福利厚生としての健康診断を解説!義務や費用から活用法まで

従業員の健康診断について、「法律で決まっているから仕方なく…」と感じていませんか?

健康診断は単なる義務ではなく、会社の成長につながる大切な「投資」でもあります。

健康診断の制度を正しく理解し、適切に運用することは、法律違反による罰則リスクを回避するだけでなく、多くのメリットをもたらします。従業員の健康を守り、病気の早期発見につなげることは、従業員の安心感や満足度を高めるでしょう。

元気な従業員が増えれば、職場の雰囲気も明るくなり、生産性の向上も期待できます。

さらに、「社員の健康を大切にする会社」というイメージは、優秀な人材の採用や定着にも有利に働くはずです。

═══

福利厚生としての健康診断を扱った本文を、最後の文の後から書き継いでください。

═══

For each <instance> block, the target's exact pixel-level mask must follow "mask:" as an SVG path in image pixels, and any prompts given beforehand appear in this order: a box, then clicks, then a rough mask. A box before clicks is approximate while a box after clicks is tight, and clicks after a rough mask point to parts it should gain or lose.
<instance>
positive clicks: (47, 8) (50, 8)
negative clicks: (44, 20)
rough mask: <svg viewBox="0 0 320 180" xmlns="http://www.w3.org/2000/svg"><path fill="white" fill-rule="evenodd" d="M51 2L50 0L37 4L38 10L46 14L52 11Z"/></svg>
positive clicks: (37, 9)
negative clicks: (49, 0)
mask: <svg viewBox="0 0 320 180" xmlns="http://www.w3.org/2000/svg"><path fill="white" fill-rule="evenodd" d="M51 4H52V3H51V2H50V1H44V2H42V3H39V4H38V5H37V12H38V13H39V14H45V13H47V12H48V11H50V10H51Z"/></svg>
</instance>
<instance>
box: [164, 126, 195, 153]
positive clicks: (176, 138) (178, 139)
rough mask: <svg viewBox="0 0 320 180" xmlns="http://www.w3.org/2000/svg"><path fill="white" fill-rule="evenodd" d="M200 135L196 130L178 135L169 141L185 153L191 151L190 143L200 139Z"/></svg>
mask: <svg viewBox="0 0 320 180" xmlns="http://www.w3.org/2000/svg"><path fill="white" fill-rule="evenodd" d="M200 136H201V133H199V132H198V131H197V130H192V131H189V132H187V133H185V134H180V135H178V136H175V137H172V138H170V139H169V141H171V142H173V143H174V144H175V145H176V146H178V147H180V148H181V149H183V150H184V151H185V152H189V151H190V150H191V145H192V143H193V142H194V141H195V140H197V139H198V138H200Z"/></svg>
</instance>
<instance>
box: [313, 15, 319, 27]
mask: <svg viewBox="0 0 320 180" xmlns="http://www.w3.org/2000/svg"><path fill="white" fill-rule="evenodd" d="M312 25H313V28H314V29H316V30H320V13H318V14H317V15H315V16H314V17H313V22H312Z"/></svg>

═══

回答:
この記事では、「健康診断って会社の義務なの?それとも福利厚生?」「費用は誰が負担するの?経費にできる?」「どんな種類の健診を誰に受けさせればいいの?」といった疑問に、分かりやすくお答えします。

法律のルールから、税金の話、そして一歩進んだ活用法まで、担当者として知っておきたいポイントを網羅しました。ぜひ、自社の健康診断制度を見直すきっかけにしてください。

また、健康診断結果の管理でお悩みなら、first callの「健診管理サービス」を導入することで、紙の健診結果をオンライン化してデータ入力の手間を省き、セキュリティが整った環境で産業医による就業判定や健康情報の一元管理が可能になります。

産業医もシステム上で健康診断結果を確認でき、産業医などの産業保健スタッフとの情報連携もスムーズに行えます。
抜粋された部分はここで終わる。